• What you need to do
• A. Write out, word for word, the part of the gradient descent answer that begins at the words "Algorithmic part of" and stops after "lack proper initialization.".
• B. Translate this sentence from the gradient descent answer into Spanish: "Here is a robust version of Gradient Descent, for estimation of linear regression."
• C. Continue the gradient descent answer from the point where it stops.

• Page excerpt
# # # # # # #

Algorithmic part of your implementation is correct. Problems lie in
- The loop structure in
GD
is not right; the for
loop is redundant and variables lack proper initialization.
- Simple implementation of gradient descent by using a fixed
alpha
is dangerous. It is usually suggested that this alpha
should be chosen small enough to hope that we always search down the objective function. However, this is rare in practice. For example, how small is sufficient? If it is small, then convergence speed is a problem; but if it is large, we may be trapped in a 'zig-zag' searching path and even a divergence!
Here is a robust version of Gradient Descent, for estimation of linear regression. The improvement comes from the step halving strategy, to avoid "zig-zag" or divergence. See comments along the code. Under this strategy, it is safe to use large alpha
. Convergence is guaranteed.

# # # # # # #

• Data
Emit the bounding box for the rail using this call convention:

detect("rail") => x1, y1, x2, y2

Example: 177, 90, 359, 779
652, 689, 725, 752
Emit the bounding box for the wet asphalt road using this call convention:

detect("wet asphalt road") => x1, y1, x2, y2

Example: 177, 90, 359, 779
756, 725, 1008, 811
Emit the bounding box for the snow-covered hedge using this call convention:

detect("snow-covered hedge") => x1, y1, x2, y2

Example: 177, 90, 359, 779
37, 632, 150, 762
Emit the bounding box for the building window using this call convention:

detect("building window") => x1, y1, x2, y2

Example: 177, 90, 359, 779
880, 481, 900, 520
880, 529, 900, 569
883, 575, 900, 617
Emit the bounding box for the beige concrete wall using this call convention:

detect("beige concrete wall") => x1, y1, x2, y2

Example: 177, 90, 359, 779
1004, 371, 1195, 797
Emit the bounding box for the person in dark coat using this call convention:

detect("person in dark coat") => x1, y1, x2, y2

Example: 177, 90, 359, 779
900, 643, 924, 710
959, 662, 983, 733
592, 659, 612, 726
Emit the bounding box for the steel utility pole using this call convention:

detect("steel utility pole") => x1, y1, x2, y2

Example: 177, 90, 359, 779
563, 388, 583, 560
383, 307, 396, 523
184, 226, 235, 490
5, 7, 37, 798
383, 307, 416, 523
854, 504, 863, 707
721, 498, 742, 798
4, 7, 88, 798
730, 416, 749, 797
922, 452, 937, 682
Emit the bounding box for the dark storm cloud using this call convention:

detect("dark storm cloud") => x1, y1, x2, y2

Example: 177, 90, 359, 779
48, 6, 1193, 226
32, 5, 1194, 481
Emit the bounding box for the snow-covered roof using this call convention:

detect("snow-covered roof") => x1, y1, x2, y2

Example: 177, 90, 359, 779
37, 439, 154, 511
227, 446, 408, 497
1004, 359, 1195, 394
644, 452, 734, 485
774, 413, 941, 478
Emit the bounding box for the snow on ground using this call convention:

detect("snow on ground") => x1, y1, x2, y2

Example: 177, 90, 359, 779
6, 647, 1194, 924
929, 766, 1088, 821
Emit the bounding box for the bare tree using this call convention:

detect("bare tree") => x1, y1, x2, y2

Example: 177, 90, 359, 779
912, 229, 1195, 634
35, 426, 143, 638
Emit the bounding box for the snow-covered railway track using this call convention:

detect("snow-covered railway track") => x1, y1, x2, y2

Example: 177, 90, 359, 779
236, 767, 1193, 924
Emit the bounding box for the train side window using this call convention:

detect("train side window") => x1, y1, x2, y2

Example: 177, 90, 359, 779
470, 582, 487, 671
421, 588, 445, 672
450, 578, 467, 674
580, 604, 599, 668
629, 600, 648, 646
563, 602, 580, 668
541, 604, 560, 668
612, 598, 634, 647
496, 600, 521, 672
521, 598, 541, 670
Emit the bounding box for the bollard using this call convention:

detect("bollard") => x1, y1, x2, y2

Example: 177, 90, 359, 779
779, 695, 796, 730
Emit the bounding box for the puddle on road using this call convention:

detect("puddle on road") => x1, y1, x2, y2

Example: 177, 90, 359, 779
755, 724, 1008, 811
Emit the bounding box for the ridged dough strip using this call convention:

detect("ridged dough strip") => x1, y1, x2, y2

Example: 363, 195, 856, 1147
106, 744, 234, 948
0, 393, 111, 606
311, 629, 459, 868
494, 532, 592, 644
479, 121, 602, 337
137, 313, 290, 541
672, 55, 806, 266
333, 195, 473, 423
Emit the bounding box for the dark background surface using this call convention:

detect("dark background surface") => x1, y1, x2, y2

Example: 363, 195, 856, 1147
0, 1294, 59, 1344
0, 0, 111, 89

# # # # # # #

• Answers in order
• A.
Algorithmic part of your implementation is correct. Problems lie in
- The loop structure in
GD
is not right; the for
loop is redundant and variables lack proper initialization.

• B. Esta es una versión robusta del descenso de gradiente, para la estimación de la regresión lineal.

• C.
# theta: initial guess on regression coef
# alpha: initial step scaling factor
GD <- function(X, y, theta, alpha) {
cost_histo <- numeric(0)
theta_histo <- numeric(0)
# an arbitrary initial gradient, to pass the initial while() check
delta <- rep(1, ncol(X))
# MSE at initial theta
old.cost <- COST(theta, X, y)
# main iteration loop
while (max(abs(delta)) > 1e-7) {
# gradient
error <- X %*% theta - y
delta <- crossprod(X, error) / length(y)
# proposal step
trial.theta <- theta - alpha * c(delta)
trial.cost <- COST(trial.theta, X, y)
# step halving to avoid divergence
while (trial.cost >= old.cost) {
trial.theta <- (theta + trial.theta) / 2
trial.cost <- COST(trial.theta, X, y)
}
# accept proposal
cost_histo <- c(cost_histo, trial.cost)
theta_histo <- c(theta_histo, trial.theta)
# update old.cost and theta
old.cost <- trial.cost
theta <- trial.theta
}
list(cost_histo, theta_histo = matrix(theta_histo, nrow = ncol(X)))
}
On return,
- the length of
cost_histo
tells you how many iterations have been taken (excluding step halving);
- each column of
theta_histo
gives theta
per iteration.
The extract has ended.